BEGIN EXTRACTED ENTRIES
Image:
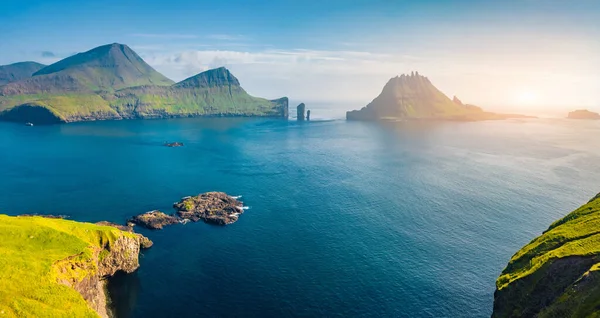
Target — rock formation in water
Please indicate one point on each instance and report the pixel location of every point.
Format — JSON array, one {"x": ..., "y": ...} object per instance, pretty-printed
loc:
[
  {"x": 58, "y": 268},
  {"x": 174, "y": 144},
  {"x": 154, "y": 220},
  {"x": 583, "y": 114},
  {"x": 113, "y": 82},
  {"x": 300, "y": 111},
  {"x": 558, "y": 273},
  {"x": 413, "y": 97},
  {"x": 212, "y": 207}
]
END EXTRACTED ENTRIES
- [AIM OF THE TASK]: Rewrite the listing with every "rock formation" replaced by "boulder", keeping everything else unchanged. Leave out the pictures.

- [CORRECT OUTPUT]:
Image:
Target — boulder in water
Please indicate one point on each instance and report the pixel location of every point.
Format — JSON array, one {"x": ..., "y": ...} object per instance, pretty-printed
loc:
[
  {"x": 58, "y": 268},
  {"x": 174, "y": 144},
  {"x": 154, "y": 220},
  {"x": 583, "y": 114},
  {"x": 113, "y": 82},
  {"x": 300, "y": 111},
  {"x": 558, "y": 273},
  {"x": 413, "y": 97},
  {"x": 212, "y": 207}
]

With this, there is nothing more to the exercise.